(SHORT TASK): Leave out the pictures and return every entry exactly as it appears.

(Records of labeled points)
————————
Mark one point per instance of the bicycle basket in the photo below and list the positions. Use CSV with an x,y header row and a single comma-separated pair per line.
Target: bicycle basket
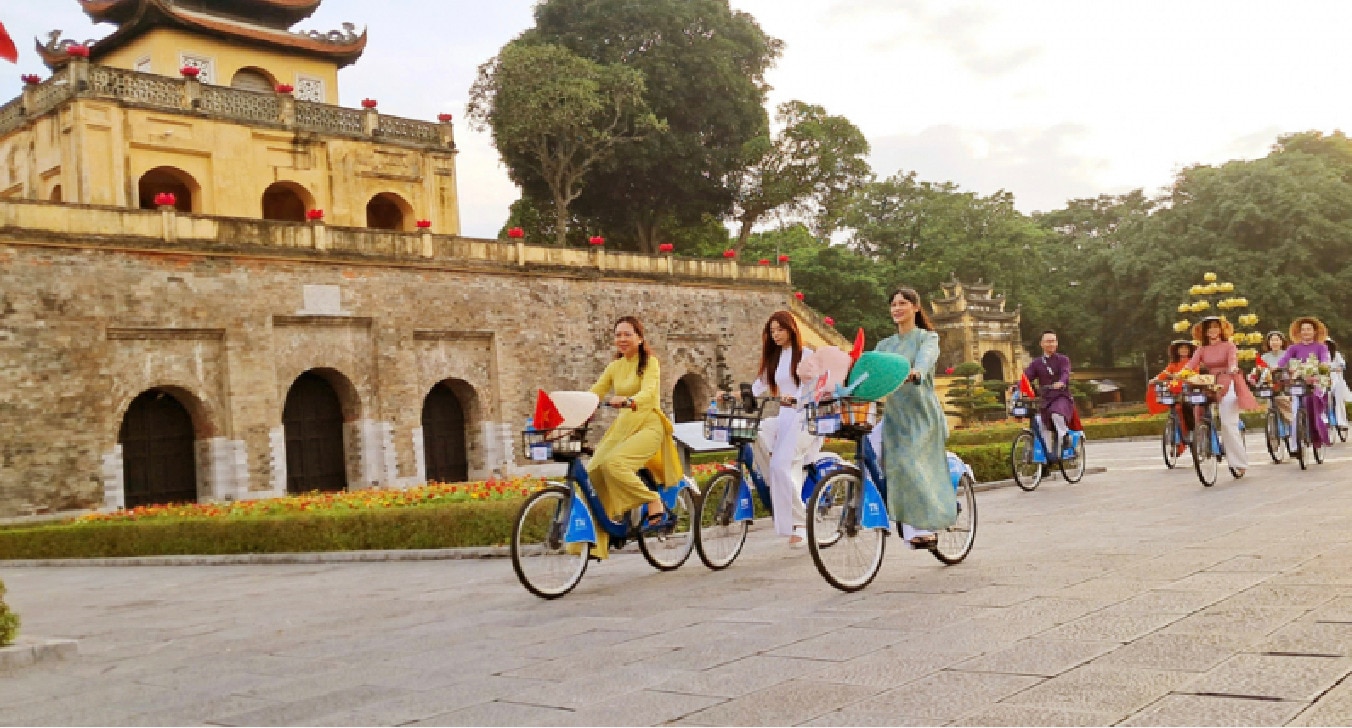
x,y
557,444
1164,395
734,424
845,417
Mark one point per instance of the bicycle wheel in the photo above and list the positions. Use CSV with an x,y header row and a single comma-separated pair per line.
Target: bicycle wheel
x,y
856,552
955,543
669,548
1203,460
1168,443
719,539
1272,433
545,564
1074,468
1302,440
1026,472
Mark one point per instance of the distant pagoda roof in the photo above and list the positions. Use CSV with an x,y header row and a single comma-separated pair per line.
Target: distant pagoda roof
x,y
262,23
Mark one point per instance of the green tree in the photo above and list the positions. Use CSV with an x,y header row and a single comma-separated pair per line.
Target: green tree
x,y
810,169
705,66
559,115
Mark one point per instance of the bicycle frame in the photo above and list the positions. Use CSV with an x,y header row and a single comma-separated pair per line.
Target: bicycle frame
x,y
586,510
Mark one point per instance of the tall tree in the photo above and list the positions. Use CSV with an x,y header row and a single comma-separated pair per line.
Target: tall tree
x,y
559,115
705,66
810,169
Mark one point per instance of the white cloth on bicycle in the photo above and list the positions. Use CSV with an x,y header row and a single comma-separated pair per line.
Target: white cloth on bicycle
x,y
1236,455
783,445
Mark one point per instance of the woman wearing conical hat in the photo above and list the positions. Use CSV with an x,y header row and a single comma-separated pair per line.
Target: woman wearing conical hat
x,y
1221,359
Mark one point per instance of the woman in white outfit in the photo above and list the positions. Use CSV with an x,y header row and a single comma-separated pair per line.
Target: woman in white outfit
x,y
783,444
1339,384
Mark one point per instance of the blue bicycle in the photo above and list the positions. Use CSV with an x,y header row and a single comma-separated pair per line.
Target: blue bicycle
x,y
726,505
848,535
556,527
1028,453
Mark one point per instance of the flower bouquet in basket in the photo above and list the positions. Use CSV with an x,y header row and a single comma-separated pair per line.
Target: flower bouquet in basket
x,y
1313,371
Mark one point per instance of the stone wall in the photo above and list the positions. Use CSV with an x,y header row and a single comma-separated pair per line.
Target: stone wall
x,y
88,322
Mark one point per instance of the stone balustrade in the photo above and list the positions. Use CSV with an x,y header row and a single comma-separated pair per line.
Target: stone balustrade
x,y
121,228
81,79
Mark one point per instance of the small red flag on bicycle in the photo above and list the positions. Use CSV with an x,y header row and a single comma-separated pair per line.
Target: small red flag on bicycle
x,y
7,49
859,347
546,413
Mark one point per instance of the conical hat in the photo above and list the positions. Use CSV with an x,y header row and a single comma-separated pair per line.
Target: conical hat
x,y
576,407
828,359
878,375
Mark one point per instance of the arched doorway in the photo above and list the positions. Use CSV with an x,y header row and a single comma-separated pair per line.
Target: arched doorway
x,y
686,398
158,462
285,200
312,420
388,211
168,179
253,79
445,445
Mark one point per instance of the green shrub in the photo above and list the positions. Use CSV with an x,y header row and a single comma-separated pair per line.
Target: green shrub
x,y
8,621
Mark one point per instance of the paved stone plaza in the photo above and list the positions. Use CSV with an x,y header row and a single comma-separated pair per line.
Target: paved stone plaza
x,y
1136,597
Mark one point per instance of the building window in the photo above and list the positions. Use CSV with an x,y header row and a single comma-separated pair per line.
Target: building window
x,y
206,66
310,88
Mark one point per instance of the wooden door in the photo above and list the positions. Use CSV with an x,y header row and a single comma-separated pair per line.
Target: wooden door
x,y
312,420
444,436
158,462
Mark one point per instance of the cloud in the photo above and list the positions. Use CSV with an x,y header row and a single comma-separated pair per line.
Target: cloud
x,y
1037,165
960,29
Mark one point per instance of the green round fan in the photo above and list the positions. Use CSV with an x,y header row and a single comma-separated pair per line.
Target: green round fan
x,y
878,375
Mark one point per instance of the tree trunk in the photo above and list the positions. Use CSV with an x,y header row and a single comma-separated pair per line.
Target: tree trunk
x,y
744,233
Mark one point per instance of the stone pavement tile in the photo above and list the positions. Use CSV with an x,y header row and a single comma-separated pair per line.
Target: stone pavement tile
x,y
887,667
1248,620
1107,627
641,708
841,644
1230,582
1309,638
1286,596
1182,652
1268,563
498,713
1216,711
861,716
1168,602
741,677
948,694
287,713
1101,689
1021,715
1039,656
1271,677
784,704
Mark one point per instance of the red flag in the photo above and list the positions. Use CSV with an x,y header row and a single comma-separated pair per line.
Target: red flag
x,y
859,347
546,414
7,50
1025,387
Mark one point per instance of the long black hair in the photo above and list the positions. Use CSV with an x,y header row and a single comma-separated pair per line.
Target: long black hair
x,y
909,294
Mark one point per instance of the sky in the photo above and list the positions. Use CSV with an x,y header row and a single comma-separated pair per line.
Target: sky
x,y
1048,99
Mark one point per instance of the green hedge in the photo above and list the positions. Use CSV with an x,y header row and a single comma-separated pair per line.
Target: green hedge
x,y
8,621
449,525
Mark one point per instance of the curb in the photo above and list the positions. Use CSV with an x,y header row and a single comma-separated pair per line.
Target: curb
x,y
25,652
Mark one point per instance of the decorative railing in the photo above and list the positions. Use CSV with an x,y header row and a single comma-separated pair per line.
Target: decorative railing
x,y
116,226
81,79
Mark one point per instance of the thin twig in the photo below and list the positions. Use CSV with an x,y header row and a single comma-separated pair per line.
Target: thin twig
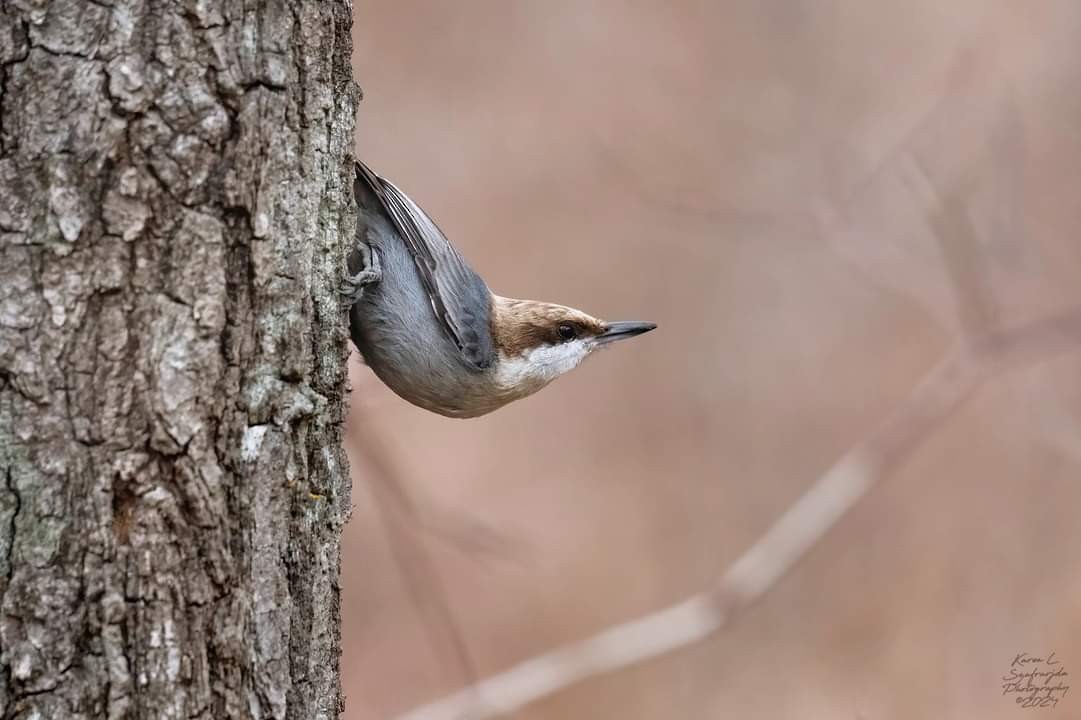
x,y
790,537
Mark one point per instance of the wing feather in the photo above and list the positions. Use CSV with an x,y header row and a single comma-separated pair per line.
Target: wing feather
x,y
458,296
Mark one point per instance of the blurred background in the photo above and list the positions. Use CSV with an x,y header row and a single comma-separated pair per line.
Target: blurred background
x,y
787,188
————————
(SOLUTION):
Mark one point per instance of the bicycle basket in the photo below and list the positions. Use CSV with an x,y header row and a single comma-separated pair per line.
Target: bicycle basket
x,y
557,444
1164,395
734,424
845,417
Mark one point per instance of the bicycle wheel in the photo above and list the positions. Use CSV with an x,y header row and a single comma-separated pair per line.
Target: bicycle wheel
x,y
856,552
955,543
669,548
1203,460
1168,443
719,539
1272,433
545,564
1074,468
1302,440
1026,472
Mark one point per instance of the distant pagoda roof in the photo above and list the positions. Use CSV with an x,y header row and a single comma-separated pair per line.
Target: distant pagoda roof
x,y
262,23
Mark one point per instance of the green tree in the photo above and list the positions. Use CSV with an x,y header row and a single comma-separated pair per line.
Target: green tree
x,y
810,169
705,66
559,115
Mark one point per instance of the bicycle frame in the photo above and list the positions. Use CSV with an x,y header row and a single comma-separated pair per line.
Target: bicycle frame
x,y
586,510
Mark one point per instance of the tall tree in the photo above and list the positions. Use CSV with an x,y header row and a single comma-separated pair per line.
Target: tall tree
x,y
559,115
705,66
810,169
Mark one point per instance of the white cloth on bicycle in the photo above and list the positions. Use CSV with an x,y header row and a single comma-separated pair per line.
Target: white cloth on bicycle
x,y
1236,455
783,445
Mark one point per instance of the woman wearing conical hat in the photo above and list the positions. Use CSV with an x,y header row and a single comma-separated pair per line.
Target: woman wearing conical hat
x,y
1221,359
Mark one point per instance of the woman in white outfit in the photo above and list the positions. Use CSV with an x,y header row and a single comma-separated pair per line.
Target: woman in white outfit
x,y
783,444
1339,384
Mark one point per instance of the blue bicycle in the photo above and list the positions. Use CSV with an x,y header row and a single comma-separated pair per line.
Target: blue bicycle
x,y
726,505
848,535
556,527
1028,453
Mark one point per instance of the flower bouquet in basket in the photo above and list the positions. Use CSV with an x,y header row and a single comma-separated pair per line.
Target: flower bouquet in basket
x,y
1313,371
Mark one point per instance of the stone wall in the photo above and list the positions. Use CSV with an x,y header row and a single comma-separated pair per line.
Target: stone wall
x,y
88,322
Mark one point per instance of the stone balustrade in the photo above and list the positions. Use CSV with an x,y header row and a single comma-separated pair per line.
Target: stone balustrade
x,y
121,228
81,79
Mark one point per instance of the small red flag on bicycle in the photo above and list the positions. Use CSV with an x,y header row and a single comma-separated pair per line.
Target: small red flag on bicycle
x,y
7,49
859,347
546,413
Mark one point per instance of the conical hat in the photo above and list the positions. Use CSV with an x,y header row and a single comma-separated pair per line.
Target: conical hat
x,y
576,407
828,359
878,375
Mark one point per instance of the arched doorway in the photo above and list the positions. Use CSV with an x,y header row and a single comma-separated pair per line.
Target: arched doorway
x,y
686,398
158,462
285,200
312,420
388,211
168,179
253,79
445,445
Mark one point per instance of the green shrub in the photo above and list the positions. Use CSV with an x,y header row and a single comma-separated pair per line.
Target: green shrub
x,y
8,621
Mark one point per instance of the paved stone plaza in the photo above and list the positions. Use CSV with an x,y header row and a single comma-separated pair per line.
Target: paved stone plaza
x,y
1136,597
Mark one point per instance of the building window in the photo above and list the positions. Use CSV with an x,y header row and a single comma-separated pair per line.
Target: building window
x,y
206,66
310,88
Mark one point per instance of the wooden door in the photo above and list the positions. Use CSV with an x,y header row and a single comma-separated pair per line.
Target: wooden door
x,y
312,420
444,436
158,462
Mark one point per instance of the cloud in the photo above and list the positions. Use CSV with an x,y header row and a single comma-separated pair per line.
Target: cloud
x,y
1037,165
960,29
Mark one point per instance of the green round fan in the photo above and list the positions. Use CSV with an x,y header row and a single comma-separated pair per line.
Target: green round fan
x,y
878,375
Mark one point per instance of the tree trunk in the photo above and list the positions. Use CSV with an x,y header row and a single comma-separated pair per line.
Target: tree trunk
x,y
744,233
Mark one point per instance of the stone pavement tile in the photo above and list the positions. Use CSV with an x,y header row and a single comma-separated pair per line.
Target: stone pavement tile
x,y
887,667
1248,620
1107,627
641,708
841,644
1230,582
1309,638
1286,596
1182,652
1268,563
498,713
1216,711
861,716
1168,602
741,677
948,694
287,713
1101,689
1021,715
1039,656
1271,677
784,704
Mark one point per instance of the red flag in the photo above and list the positions. Use CSV with an x,y header row and a single comma-separated pair per line.
Target: red flag
x,y
859,347
546,414
7,50
1025,387
Mark one point per instance of the long black hair in the photo above and list the positions. Use CSV with an x,y header row and a single comma-separated pair per line.
Target: long black hair
x,y
909,294
Mark one point per instance of the sky in the photo above and list the positions. Use CSV with an x,y header row and a single comma-separated pair per line.
Target: sky
x,y
1048,99
Mark one point per instance of the green hedge in the photo above and list the positions. Use CSV with an x,y header row and a single comma-separated pair per line.
Target: green hedge
x,y
8,621
449,525
Mark one point per instance of the curb in the photo above and list the positions. Use CSV with an x,y header row and a single comma-separated pair per line.
Target: curb
x,y
25,652
Mark one point per instance of the decorative railing in the photo above and list the positions. Use CSV with an x,y header row and a single comma-separated pair per line.
Target: decorative railing
x,y
116,226
81,79
Mark one point per instance of the thin twig in the photo below and list the positions. Use CSV with an x,y header row and a single comma-separated pair per line.
Target: thin twig
x,y
790,537
Mark one point per instance of the wing feather in the photo above and list the positions. Use CSV with an x,y header row and a single comma-separated pair per line.
Target: wing feather
x,y
458,296
Mark one point per instance of the blurred background in the photo above and list the positions. Use CSV with an x,y header row and a single comma-separated pair per line.
Target: blurred background
x,y
787,188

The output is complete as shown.